*Required actions*.
1. Answer these questions using the meeting tips.
(a) What amount of time does the text call perfect for a solo meeting?
(b) After how many minutes does research show people start to check out mentally?
(c) What does the text call the place for writing down off-topic issues that arise during a meeting?
2. Reproduce the passage of the meeting tips word for word, starting at "Should I hold" and ending at "of your time.".

*Page extract*.

Should I hold a meeting #

It can be tempting to schedule a meeting when you don’t have clarity about what you are doing. Unless the intent is to structure the project, it’s a waste of your and your colleagues’ time. Set aside some time to do some strategic thinking.

Block off time for work in your calendar by adding solo meetings. Ninety (90) minutes is a perfect amount of time.

If you don’t need a two-way conversation about an issue, send an e-mail or a Slack message that the other party can look at on their own.

Who and how long #

Only invite the people whose input is necessary or who will get valuable information from the meeting. We’ve all left meetings where we felt that it was a big waste of your time.

If your calendar system supports it, Outlook for instance, invite people as required and optional. This makes it clearer if I’m expected to attend a meeting or not.

Fifteen (15) minutes might be enough time. Research shows that people start to check out mentally after 10-18 minutes, which means that half the meeting could be unproductive if the meeting was 30 minutes. This is why TED talks are 18 minutes or shorter. Consider changing the default meeting length in your calendar.

Work expands to the time you schedule for it – Parkinson’s law

Agenda #

Create an agenda for the meeting. This minimizes distractions and helps keep the meeting focused. It also helps attendees decide if the meeting is relevant to them.

Have a place, a parking lot, to write down off-topic issues that arise during the meeting. Decide what to do with these at the end of the meeting if time allows it.

Review the agenda to determine what the meeting is about and if you need to complete any prework for the meeting. If the meeting doesn’t pertain to you, reach out to the organizer and clarify your role in the meeting or decline the invitation. If the organizer hasn’t provided an agenda, contact them for more information.

When you are going to share something in a meeting, make sure to prepare in advance. Have documents, content, or links ready. Test that your environment is working correctly if you are going to demo.

*Records*.

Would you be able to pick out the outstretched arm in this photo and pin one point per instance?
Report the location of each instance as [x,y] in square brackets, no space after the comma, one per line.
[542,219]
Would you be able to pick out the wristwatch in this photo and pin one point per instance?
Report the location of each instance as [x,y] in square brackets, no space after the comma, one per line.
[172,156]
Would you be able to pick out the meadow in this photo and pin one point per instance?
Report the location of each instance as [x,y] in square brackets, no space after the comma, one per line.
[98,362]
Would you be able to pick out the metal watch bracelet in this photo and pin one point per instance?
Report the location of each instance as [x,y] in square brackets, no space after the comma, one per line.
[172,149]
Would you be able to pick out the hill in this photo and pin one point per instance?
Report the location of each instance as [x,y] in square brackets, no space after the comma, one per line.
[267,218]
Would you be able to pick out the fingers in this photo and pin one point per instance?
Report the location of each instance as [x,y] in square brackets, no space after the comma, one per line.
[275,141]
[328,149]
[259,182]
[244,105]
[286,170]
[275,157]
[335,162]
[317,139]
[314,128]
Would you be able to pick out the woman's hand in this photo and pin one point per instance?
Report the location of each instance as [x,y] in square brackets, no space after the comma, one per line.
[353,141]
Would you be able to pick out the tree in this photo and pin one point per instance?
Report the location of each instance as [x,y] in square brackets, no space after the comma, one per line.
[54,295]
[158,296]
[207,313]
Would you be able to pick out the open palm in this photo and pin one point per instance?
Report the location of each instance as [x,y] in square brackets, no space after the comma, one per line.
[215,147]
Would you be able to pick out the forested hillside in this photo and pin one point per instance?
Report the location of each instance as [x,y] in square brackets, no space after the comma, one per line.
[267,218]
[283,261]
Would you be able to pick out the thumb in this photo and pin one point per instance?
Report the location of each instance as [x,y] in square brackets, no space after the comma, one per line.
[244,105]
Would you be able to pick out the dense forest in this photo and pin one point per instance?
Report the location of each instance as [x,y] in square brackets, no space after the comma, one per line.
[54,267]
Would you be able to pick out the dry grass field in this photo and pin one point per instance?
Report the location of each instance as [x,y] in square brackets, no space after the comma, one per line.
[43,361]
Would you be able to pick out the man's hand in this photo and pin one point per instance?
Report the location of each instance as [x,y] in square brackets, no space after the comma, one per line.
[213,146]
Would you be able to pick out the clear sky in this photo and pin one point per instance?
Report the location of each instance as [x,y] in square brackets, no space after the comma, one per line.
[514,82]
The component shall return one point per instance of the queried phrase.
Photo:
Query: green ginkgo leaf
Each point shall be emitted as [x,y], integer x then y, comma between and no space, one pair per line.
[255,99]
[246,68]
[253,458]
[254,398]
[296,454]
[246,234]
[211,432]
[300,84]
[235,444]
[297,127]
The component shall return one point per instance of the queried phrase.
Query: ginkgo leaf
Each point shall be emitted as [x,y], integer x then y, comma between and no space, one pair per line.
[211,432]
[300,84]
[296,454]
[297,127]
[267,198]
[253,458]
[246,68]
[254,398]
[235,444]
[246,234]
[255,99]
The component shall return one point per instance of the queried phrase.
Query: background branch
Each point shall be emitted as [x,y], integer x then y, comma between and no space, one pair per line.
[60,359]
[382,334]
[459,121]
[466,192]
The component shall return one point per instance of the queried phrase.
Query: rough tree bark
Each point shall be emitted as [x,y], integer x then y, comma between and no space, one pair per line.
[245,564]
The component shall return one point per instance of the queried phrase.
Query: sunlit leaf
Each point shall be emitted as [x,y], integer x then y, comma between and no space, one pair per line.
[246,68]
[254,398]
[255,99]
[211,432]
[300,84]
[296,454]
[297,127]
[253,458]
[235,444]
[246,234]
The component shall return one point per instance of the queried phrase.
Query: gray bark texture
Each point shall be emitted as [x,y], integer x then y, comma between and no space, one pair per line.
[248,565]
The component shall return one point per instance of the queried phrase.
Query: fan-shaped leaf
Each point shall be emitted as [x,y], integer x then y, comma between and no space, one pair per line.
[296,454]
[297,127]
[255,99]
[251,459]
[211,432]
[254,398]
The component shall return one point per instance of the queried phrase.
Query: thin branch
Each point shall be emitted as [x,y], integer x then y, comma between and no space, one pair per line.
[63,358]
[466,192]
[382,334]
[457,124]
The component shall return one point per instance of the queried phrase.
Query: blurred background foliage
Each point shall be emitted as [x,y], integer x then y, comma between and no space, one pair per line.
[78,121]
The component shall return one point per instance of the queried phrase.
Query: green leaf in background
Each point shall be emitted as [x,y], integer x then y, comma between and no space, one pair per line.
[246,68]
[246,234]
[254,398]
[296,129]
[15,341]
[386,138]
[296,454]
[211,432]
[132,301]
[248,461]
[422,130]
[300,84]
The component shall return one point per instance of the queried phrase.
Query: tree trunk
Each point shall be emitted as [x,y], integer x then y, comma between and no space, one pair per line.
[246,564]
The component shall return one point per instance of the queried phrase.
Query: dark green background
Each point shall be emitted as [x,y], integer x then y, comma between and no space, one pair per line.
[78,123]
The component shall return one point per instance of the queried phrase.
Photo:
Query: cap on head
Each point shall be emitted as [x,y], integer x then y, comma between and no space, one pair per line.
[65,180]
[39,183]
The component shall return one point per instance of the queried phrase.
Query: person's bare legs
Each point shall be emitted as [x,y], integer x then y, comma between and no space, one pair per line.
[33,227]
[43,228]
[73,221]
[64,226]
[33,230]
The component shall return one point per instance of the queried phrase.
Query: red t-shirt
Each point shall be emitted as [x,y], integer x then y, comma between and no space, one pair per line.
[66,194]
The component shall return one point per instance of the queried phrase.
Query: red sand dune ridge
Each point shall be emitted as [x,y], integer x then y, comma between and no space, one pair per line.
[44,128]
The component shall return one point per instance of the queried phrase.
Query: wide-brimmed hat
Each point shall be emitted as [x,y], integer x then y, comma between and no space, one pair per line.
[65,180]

*Solved tasks*.
1.
(a) Ninety (90) minutes.
(b) After 10-18 minutes.
(c) A parking lot.

2.
Should I hold a meeting #

It can be tempting to schedule a meeting when you don’t have clarity about what you are doing. Unless the intent is to structure the project, it’s a waste of your and your colleagues’ time. Set aside some time to do some strategic thinking.

Block off time for work in your calendar by adding solo meetings. Ninety (90) minutes is a perfect amount of time.

If you don’t need a two-way conversation about an issue, send an e-mail or a Slack message that the other party can look at on their own.

Who and how long #

Only invite the people whose input is necessary or who will get valuable information from the meeting. We’ve all left meetings where we felt that it was a big waste of your time.